Position annotation records
● ● ● ●

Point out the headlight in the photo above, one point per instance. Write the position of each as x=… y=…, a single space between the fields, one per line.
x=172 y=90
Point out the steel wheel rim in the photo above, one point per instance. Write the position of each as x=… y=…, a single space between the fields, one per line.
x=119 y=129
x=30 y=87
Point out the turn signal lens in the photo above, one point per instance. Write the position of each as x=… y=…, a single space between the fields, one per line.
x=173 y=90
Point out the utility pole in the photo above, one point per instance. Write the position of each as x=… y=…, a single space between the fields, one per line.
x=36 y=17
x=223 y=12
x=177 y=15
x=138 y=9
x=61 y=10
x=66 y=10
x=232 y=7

● ● ● ●

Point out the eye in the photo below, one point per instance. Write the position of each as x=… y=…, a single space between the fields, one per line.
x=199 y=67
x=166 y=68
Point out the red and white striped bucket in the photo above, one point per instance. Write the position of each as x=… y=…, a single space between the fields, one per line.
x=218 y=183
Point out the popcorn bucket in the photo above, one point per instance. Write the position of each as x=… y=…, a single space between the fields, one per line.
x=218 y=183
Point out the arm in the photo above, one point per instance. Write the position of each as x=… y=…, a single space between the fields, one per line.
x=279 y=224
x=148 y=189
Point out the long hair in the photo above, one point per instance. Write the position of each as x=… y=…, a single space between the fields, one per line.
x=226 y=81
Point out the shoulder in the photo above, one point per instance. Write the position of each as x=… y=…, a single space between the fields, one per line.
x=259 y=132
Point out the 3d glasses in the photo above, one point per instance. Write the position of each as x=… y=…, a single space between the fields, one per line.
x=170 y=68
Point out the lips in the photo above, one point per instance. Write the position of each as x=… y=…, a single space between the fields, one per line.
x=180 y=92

● ● ● ●

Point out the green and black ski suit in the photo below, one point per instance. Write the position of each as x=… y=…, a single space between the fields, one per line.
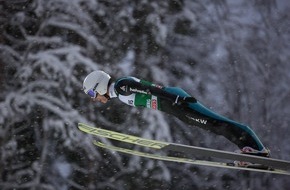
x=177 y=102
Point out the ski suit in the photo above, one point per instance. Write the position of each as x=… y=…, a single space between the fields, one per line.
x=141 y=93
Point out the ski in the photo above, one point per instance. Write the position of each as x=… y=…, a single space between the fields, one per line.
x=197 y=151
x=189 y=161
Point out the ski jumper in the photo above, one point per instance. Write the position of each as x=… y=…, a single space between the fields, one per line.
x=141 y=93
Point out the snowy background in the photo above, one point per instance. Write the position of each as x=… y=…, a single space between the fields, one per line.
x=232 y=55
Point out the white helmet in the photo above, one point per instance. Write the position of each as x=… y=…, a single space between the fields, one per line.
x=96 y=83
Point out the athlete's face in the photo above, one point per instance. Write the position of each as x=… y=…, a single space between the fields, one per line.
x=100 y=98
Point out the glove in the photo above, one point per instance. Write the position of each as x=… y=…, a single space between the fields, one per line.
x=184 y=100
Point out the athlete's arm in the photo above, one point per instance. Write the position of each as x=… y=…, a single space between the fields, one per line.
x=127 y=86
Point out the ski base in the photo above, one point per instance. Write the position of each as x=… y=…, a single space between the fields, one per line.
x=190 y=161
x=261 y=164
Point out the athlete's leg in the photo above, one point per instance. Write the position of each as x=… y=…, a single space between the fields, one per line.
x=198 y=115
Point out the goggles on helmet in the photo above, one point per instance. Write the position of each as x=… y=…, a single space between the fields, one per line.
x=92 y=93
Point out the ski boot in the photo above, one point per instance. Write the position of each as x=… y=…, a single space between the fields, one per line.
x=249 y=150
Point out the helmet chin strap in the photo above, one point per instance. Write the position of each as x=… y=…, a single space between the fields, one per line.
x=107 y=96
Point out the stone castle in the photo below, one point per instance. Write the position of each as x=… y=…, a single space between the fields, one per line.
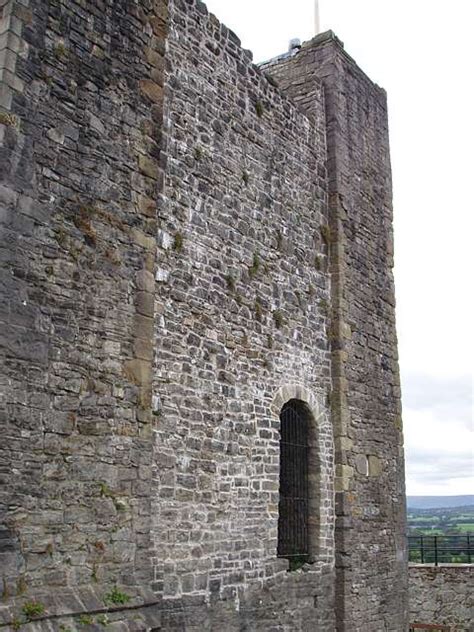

● ● ● ●

Rewrite everything from the line containing "Point out the ski base" down to the line containing "Point out the stone", both included, as a numbered list. Leave out any blank lines.

1. Point out the ski base in the photo above, one point per instance. Write the position of each as x=… y=…, a single space between the fields, one per line.
2. x=190 y=161
3. x=261 y=164
4. Point out the athlete's leg in the photo above, one point per instance. Write the position of each as x=… y=…, a single space between the fields, one per line.
5. x=198 y=115
6. Point out the goggles on helmet in the photo above, one point per instance. Write the position of each as x=… y=…, a single space between the fields, one per line.
7. x=92 y=93
8. Point out the ski boot in the photo above, one point per instance. Write the position of each as x=… y=…, a single space between the fields, one per line.
9. x=249 y=150
10. Point out the helmet chin strap in the photo above, one point per instance. Write the position of each as x=… y=…, a single space between the fields, one per line.
11. x=107 y=96
12. Point out the stone castle in the photo below, one point per instance. Write the position of each as x=… y=…, a single space between the fields, one per line.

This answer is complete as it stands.